:: TEXT BLOCK ::
****************
In Shooting an Elephant, Orwell’s character is an imperialist police officer in colonized Burma. As he hears about an elephant rampaging through a bazaar, he has nothing left to do than to slander the animal. The incident gives rise to strong feelings of grief and discomfort and impacts the fragile relationships with both his compatriots and Burmans. The short story Shooting an Elephant is significant to colonialism studies due to its structure, quality, and applicability.
George Orwell gives a panoramic view of the ambiguous power dynamics between the British Empire and its colony, Burma, through the perspective of one character. The writer does not show this relationship as strictly black-and-white as he does not label either of the sides as good or evil. Instead, by making the main character reflective and conscientious, Orwell lets the reader understand what motivates both parties.
The story is structured in a way that showcases the main conflict three times throughout the narrative. The first example of the subverted power dynamic is at the very beginning of the story. Orwell writes: “In Moulmein, in Lower Burma, I was hated by large numbers of people (1).” Then the author notes that this hatred came from being “important enough for this to happen to [him]” for the first time in his life (Orwell, 1). The writer shows that power comes at a certain price, and in the case of the main character, he has to suffer hostility and isolation.
The second time that the topic of the flipped power dynamic resurfaces is when the main character gets a rifle for self-defense. The locals practically force him into killing the animal: “They had seen the rifle and were all shouting excitedly that I was going to shoot the elephant (Orwell, 3).” This scene is particularly interesting as it is placed in the very heart of the story. The main character is supposed to be the most influential among all since he is of British descent and armed.
However, the crowd has its own interests and can overpower him in case he does not oblige. At the end of the story, the main character does not gain any more respect from the locals. They feast on the elephant’s dead body while the animal’s owner is furious. Thus, the conflict in Shooting an Elephant never comes to any satisfying resolution.
****************
Point annotation dataset records:
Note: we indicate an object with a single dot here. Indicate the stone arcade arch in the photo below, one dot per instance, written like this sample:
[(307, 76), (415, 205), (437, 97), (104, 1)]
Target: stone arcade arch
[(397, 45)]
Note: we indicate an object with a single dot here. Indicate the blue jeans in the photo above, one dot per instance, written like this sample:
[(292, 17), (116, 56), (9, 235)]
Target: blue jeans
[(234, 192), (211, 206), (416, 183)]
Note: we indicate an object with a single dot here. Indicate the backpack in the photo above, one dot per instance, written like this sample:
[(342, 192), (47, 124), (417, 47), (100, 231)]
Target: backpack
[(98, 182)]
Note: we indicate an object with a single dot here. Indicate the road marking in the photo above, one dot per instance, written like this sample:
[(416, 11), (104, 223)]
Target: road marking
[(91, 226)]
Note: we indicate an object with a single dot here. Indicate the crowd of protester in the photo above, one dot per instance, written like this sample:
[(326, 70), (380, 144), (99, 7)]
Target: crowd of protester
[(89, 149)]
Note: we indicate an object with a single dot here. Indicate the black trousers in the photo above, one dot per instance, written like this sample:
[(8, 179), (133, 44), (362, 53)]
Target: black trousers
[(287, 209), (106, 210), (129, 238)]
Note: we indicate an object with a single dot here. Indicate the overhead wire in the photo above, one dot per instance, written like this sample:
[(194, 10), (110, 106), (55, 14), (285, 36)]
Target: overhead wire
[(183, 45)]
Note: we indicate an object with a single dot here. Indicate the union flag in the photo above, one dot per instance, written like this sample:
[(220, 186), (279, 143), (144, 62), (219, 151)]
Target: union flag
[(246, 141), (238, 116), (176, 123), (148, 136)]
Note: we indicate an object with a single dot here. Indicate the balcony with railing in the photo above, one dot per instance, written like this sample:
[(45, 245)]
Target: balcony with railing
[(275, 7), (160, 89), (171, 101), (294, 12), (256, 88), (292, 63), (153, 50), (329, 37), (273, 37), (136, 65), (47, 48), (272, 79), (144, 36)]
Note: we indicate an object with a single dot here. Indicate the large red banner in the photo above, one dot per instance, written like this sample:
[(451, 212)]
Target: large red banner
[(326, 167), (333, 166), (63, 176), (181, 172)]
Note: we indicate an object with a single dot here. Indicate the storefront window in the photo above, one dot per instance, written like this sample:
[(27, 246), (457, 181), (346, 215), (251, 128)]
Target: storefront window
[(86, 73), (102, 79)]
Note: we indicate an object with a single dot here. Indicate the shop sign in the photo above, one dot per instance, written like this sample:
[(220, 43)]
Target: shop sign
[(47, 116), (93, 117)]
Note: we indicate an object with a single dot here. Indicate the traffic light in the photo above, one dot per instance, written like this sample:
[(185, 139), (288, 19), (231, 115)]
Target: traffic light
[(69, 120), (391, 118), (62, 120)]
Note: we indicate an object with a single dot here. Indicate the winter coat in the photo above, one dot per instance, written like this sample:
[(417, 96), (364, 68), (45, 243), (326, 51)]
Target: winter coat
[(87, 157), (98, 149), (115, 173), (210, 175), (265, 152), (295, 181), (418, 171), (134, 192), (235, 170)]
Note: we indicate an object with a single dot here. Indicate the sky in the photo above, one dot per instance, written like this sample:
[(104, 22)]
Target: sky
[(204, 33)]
****************
:: EXERCISE TASKS ::
a – Summarize the text on Shooting an Elephant in two sentences.
b – Reproduce the passage of the text on Shooting an Elephant from "In Shooting an Elephant, Orwell’s" up to and including "motivates both parties.".

:: WORKED SOLUTIONS ::
a – The text argues that Orwell's Shooting an Elephant matters to colonialism studies because of its structure, quality, and applicability, and that it shows the ambiguous power dynamics between the British Empire and Burma through one reflective character without labeling either side good or evil. It traces how the subverted power dynamic appears when the officer is hated by many at the start and again when the crowd practically forces him to shoot the elephant, and it concludes that the conflict never comes to a satisfying resolution.

b –
In Shooting an Elephant, Orwell’s character is an imperialist police officer in colonized Burma. As he hears about an elephant rampaging through a bazaar, he has nothing left to do than to slander the animal. The incident gives rise to strong feelings of grief and discomfort and impacts the fragile relationships with both his compatriots and Burmans. The short story Shooting an Elephant is significant to colonialism studies due to its structure, quality, and applicability.
George Orwell gives a panoramic view of the ambiguous power dynamics between the British Empire and its colony, Burma, through the perspective of one character. The writer does not show this relationship as strictly black-and-white as he does not label either of the sides as good or evil. Instead, by making the main character reflective and conscientious, Orwell lets the reader understand what motivates both parties.